Remove the mould and dig out the hole, keeping as closely as possible
to the shape of the outline. The hole should be no more than 15
cm deeper than the intended depth of the finished pond as the base
on which it is to rest has to be very stable. Put a layer of sand
in the bottom of the hole to fill up the extra depth (max. 15 cm)
you have dug out. |
Spread
this out evenly making it as level as possible. Put the pond in place
and check that it is horizontal all over. Correct until this has
been achieved. The edge of the pond should project slightly above
the level of the surrounding soil. This is essential to prevent water
(and contaminants) from running off the garden into the pond. This
is the most difficult bit: the mould must be filled slowly with water,
while at the same time the sides must be backfilled with soil and
watered. Try to make sure that the soaking wet soil layer and the
water in the pond rise at the same rate. Take your time and do this
bit by bit. If the surrounding water rises too quickly the mould
can start to float and the entire digging operation will have to
be repeated. If, on the other hand, you do not allow enough water
to flow into the mould, it can start to deform, with exactly the
same result. Try to stay synchronised! Fill up the top 15 cm with
good topsoil, as you will want plants to thrive there. Keep checking
that the pond is absolutely level, correcting wherever necessary
as you go along. The edges of the mould now still have to be camouflaged.

▬▬▬▬▬▬

Complete the following
(A) According to the pond instructions, why should the edge of the pond project slightly above the level of the surrounding soil?
(B) Reproduce the pond instructions between "Remove the mould" and "(max. 15 cm)", inclusive.
(C) Translate this sentence from the pond instructions into Spanish: "Fill up the top 15 cm with good topsoil, as you will want plants to thrive there."

Records shown

▬▬▬▬▬▬

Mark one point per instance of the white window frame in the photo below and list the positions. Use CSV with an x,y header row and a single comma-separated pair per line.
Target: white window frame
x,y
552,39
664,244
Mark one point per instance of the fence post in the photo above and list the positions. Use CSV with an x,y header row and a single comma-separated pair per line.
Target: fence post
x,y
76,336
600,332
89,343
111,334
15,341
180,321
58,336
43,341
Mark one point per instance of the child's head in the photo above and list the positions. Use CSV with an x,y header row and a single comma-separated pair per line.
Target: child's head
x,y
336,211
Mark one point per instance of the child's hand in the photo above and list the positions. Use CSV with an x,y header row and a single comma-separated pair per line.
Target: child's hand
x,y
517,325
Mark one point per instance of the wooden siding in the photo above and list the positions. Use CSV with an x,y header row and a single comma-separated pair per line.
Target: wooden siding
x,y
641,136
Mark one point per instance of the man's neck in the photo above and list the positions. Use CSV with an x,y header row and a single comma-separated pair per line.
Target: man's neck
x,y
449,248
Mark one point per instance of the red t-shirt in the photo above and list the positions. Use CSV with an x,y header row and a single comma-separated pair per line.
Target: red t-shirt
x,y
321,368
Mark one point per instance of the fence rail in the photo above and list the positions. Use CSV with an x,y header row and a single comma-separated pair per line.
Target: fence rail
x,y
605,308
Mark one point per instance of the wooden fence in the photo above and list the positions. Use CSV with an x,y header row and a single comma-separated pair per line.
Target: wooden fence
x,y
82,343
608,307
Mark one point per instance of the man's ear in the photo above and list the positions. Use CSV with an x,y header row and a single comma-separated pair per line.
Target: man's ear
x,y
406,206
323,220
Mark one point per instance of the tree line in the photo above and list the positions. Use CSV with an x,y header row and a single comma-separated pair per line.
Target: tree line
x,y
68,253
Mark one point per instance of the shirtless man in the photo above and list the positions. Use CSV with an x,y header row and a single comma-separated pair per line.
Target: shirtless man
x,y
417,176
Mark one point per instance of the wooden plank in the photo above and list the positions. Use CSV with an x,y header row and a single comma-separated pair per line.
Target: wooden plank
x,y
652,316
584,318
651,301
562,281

▬▬▬▬▬▬

Answers per task
(A) To prevent water (and contaminants) from running off the garden into the pond.

(B)
Remove the mould and dig out the hole, keeping as closely as possible
to the shape of the outline. The hole should be no more than 15
cm deeper than the intended depth of the finished pond as the base
on which it is to rest has to be very stable. Put a layer of sand
in the bottom of the hole to fill up the extra depth (max. 15 cm)

(C) Rellene los 15 cm superiores con buena tierra vegetal, ya que querrá que las plantas prosperen allí.